# [Required action]
Lines from the entries below that hold "instance" form the answer; copy all of them.

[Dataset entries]
+--

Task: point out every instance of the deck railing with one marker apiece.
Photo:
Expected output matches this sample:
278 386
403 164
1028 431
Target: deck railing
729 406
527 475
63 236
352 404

+--

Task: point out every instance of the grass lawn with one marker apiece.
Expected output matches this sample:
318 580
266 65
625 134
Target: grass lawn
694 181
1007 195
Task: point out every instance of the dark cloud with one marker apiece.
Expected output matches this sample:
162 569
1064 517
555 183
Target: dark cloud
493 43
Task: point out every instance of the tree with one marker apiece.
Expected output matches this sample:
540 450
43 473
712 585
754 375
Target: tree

+--

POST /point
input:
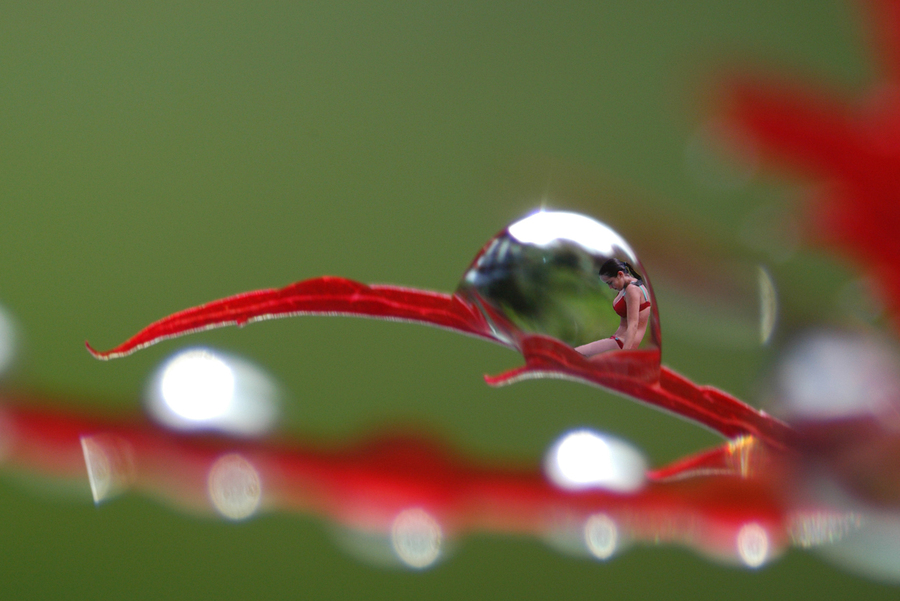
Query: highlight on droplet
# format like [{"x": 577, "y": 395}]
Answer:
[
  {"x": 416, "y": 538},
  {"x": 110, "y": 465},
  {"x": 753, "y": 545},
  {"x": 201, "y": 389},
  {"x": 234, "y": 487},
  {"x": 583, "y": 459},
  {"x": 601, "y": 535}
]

+--

# [Solved problem]
Task: point out every instance of the deck railing with one marker apiece.
Task: point out every instance of the grass lawn with one marker apiece.
Task: point out every instance of the dark cloud with one marker apiece.
Task: point out every instance of the tree with one marker apiece.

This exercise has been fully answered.